**TEXTO SELECIONADO**
• • • • •
As revistas são ordenadas quando há indícios de que alguém esconde na sua pessoa quaisquer objectos ou animais relacionados com um crime ou que possam servir de prova. As revistas têm de cumprir certas condições: têm de ser autorizadas ou ordenadas por despacho de uma autoridade judiciária (Ministério Público ou juiz); antes de se realizar a revista, tem de entregar-se ao visado uma cópia do despacho, no qual ele é esclarecido de que tem o direito de indicar uma pessoa da sua confiança para assistir à revista (desde que esta possa comparecer sem delonga).
As buscas são ordenadas quando há indícios de que objectos ou animais relacionados com um crime ou que possam servir de prova, ou o arguido ou outra pessoa que deva ser detida, se encontram em lugar reservado ou não livremente acessível ao público. As buscas estão sujeitas a condições semelhantes às das revistas.
• • • • •
**REGISTOS FORNECIDOS**
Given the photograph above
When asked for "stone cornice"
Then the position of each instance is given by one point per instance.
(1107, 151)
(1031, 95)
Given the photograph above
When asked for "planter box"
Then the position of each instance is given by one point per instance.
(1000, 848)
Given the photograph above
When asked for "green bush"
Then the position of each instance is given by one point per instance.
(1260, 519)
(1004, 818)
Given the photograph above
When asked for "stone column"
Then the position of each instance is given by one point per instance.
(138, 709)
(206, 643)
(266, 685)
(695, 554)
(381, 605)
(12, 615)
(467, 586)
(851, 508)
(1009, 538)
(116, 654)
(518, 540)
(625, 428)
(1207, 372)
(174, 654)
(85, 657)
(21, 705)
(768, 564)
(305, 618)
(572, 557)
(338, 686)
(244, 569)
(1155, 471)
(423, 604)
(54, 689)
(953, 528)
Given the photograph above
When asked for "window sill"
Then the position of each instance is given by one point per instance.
• • • • •
**ATIVIDADES PROPOSTAS**
1. Segundo o texto sobre revistas e buscas, que entidade tem de autorizar ou ordenar uma revista?
2. Prossiga o texto sobre revistas e buscas a partir da última frase apresentada.

**RESPOSTAS ÀS TAREFAS**
1. Uma autoridade judiciária, ou seja, o Ministério Público ou um juiz, por despacho.

2.
Há casos excepcionais em que essas condições não têm de ser cumpridas, podendo as revistas e buscas ser realizadas pela polícia sem um despacho prévio. Isso pode suceder, verificadas certas condições, por ex., em casos de terrorismo, criminalidade violenta ou altamente organizada, detenção em flagrante delito, fuga iminente ou detenção de suspeitos e ainda naturalmente quando haja consentimento da pessoa visada. De todo o modo, exceptuados os casos de consentimento e de detenção em flagrante delito, essas revistas têm de ser imediatamente comunicadas ao juiz de instrução.
Além disso, há uma condição relativa a todas as revistas que deve sempre ser cumprida: a dignidade pessoal e, na medida do possível, o pudor do visado têm de ser respeitados.
As buscas domiciliárias estão sujeitas a regras mais exigentes do que as que regulam as demais buscas: salvas algumas excepções definidas na lei, só podem ser ordenadas ou autorizadas por um juiz e têm de ser efectuadas entre as 7 e as 21 horas.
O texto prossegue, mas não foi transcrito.